→ 本文
+-------+

2007-03-26

21世紀に大変革は起こるか?-1

20世紀が始まったとき、20億だった世界人口は現在65億人に達したと言われています。出現したのが10100万年前と言われる人類は、キリストが現れて西暦が始まったとき2億人だったのに、最近ではたった100年で3倍以上になってしまった。つまり人数を勝手ながら繁栄と仮定すれば、人類は現時点で史上最大の繁栄を極めています。

なんのモンクもなければシャンペンでも抜いて祝いたいところです。しかしながら、様々な公害、貧富の二極化(格差社会)、温暖化などの多くの問題が生じています。これらの問題はここで一々挙げる必要もないくらい指摘され、環境の研究者も地球の限られた資源といったテーマで人口増に警告しています。そしてあなたもすでに問題を認識しているはずです。

では国連が予想しているように、このままの勢いで人口が増えてしまうのでしょうか。直感的結論を言えば、私にはすでに世界人口がピークに来ているように感じられます。規模の問題で相殺しえないと反論されそうですが、減る要因も大いにあるからです。先進国の少子化、アフリカを始めとするエイズ禍、途上国に蔓延する暴力、紛争や戦争。鳥インフルエンザなど、スペインカゼを彷彿させるパンデミックの可能性(14世紀のヨーロッパでペストが発生しました)。温暖化による水没や災害の可能性。蔓延する肥満とストレスによる早世などなどです。そういえば私はまだ観ていないんですが、「トゥモロー・ワールド」というSF映画観ました?

+-------+

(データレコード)

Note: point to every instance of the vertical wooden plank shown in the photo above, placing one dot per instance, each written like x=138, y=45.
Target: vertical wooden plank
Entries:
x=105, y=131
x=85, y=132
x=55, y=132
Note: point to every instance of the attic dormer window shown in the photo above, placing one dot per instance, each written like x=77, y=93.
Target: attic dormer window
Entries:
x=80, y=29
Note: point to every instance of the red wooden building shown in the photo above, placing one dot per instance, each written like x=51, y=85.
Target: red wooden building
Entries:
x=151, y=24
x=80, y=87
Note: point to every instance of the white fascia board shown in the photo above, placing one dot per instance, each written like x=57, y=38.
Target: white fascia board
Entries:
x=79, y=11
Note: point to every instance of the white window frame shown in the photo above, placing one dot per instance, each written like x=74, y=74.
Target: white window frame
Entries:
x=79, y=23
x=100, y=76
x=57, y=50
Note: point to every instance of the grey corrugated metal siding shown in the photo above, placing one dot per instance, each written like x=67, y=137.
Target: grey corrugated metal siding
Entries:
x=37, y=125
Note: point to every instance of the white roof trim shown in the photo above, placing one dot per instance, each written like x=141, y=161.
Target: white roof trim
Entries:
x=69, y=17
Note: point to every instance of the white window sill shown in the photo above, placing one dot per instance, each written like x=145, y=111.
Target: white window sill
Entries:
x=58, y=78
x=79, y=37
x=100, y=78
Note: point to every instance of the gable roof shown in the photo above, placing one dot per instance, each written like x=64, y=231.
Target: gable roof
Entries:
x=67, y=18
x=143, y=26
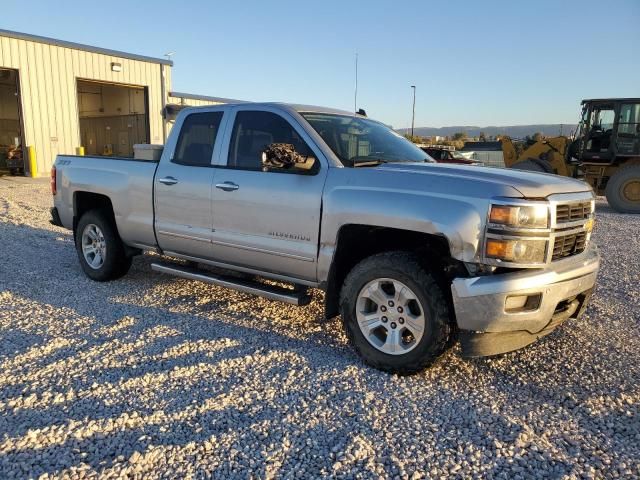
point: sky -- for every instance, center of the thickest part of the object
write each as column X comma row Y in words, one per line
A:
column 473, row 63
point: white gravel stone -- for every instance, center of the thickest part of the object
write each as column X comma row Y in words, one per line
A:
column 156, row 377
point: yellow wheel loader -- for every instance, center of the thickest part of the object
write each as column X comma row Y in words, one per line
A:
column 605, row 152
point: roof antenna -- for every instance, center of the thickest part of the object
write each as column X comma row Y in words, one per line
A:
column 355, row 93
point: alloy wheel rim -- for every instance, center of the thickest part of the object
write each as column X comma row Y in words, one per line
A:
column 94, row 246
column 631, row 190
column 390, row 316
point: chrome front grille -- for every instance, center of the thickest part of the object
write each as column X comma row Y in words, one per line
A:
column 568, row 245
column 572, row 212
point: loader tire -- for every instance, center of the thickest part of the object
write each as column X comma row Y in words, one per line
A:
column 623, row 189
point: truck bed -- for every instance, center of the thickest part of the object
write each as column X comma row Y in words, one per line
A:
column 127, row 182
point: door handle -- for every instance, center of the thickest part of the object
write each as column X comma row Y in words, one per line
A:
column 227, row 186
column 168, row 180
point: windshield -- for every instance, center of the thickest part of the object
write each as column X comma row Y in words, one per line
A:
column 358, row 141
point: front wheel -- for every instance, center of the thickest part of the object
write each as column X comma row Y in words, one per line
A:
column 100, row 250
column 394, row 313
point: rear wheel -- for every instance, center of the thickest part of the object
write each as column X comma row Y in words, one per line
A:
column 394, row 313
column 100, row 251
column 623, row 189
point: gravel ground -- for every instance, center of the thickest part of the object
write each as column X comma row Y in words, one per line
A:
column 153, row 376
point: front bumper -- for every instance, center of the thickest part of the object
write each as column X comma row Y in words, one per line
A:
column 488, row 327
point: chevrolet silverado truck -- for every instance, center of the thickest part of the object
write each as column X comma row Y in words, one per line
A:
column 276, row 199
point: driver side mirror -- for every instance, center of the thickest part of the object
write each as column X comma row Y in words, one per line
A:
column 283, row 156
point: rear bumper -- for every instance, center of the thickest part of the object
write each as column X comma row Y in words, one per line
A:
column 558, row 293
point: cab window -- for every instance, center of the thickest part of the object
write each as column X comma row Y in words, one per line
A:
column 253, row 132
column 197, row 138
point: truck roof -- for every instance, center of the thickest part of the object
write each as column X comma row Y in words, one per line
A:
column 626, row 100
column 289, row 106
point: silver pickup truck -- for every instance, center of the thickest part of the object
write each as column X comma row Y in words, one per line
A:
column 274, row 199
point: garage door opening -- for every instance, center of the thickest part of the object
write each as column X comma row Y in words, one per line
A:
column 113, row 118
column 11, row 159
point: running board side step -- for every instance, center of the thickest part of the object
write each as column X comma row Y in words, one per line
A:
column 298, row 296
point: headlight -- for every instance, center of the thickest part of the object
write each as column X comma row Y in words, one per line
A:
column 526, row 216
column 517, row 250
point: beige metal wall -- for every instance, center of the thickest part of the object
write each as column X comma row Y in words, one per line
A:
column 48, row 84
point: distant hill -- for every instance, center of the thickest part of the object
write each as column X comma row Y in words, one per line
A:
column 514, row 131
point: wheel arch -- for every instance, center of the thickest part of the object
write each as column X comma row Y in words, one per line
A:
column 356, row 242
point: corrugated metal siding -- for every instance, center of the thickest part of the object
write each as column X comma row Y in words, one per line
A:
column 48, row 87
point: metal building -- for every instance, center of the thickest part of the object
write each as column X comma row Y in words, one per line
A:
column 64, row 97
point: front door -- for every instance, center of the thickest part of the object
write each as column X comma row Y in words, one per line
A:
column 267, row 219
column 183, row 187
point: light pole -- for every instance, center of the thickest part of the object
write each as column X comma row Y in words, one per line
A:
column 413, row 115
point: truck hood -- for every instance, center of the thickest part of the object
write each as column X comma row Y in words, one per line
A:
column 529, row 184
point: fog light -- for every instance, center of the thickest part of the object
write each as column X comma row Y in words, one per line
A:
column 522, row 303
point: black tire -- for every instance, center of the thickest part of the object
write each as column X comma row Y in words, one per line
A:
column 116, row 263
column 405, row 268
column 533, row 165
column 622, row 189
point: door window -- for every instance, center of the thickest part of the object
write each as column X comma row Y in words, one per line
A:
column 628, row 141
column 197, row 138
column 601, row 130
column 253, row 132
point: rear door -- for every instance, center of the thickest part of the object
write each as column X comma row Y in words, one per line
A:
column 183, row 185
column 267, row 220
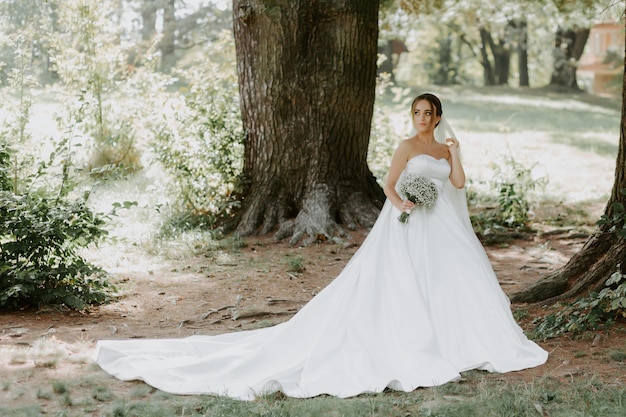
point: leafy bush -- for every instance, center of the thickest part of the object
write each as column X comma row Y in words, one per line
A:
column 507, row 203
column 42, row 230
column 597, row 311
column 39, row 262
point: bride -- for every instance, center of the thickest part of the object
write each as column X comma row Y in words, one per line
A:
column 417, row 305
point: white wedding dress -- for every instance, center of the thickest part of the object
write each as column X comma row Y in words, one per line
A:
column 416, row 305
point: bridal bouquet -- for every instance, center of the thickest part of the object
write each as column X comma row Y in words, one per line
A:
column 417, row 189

+-------+

→ 課題
a. 世界人口についての本文によると、20世紀が始まったときの世界人口はどれくらいでしたか。
b. 世界人口についての本文を、最後の文のあとから書き継いでください。
データは本文とは別の資料です。

→ 課題の解答
a. 20億人でした。

b.
ここで脱線します。肥満に関しては、アメリカの取り組みやこちらのメディアからの情報では、すでに国庫を直撃する大問題だと言われています。そして健康を維持し寿命を延ばそうとすることは、人類にとって最も大きな関心のひとつでしょう。日本食ないしモドキのブームは世界的ですね。素晴らしい効能を並べた健康食品やフィットネスなどのビジネスが大いに繁盛しているようです。

私もこちらの医療とプライベートな経済事情にかんがみ、フトコロを傷めない方法をいろいろ模索していました。その結果、驚くべきことに(これはヨタ話なのでマジに聞かなように)、頭髪など(残念)一部に効果がないものの、目立ち始めた老化現象が4年ほど前から止まって徐々に若返りさえしはじめました。もちろん成長ホルモンなどの人工的な手段ではありません。これ以上書くと、ナンカ売りつけるつもりか?「捏造」するな、と言われそうなので話を戻します。

例えば経済界にとっては、市場を拡大して儲けるには人口が多いほうがいいのでしょう。20世紀の近代化された企業は、利益率を上げるために雇用をなるべく減らすかより低賃金の労働者を採用し、IT化とかロボットを使った自動化などで効率よく大量に生産する。あとは適当な消費者を見つけて競争力のある商品を売ればよいわけです。市場に人が増えればお客さんが増える可能性があるかもしれないけれど、払える能力のある客でなければ経済が成り立ちません。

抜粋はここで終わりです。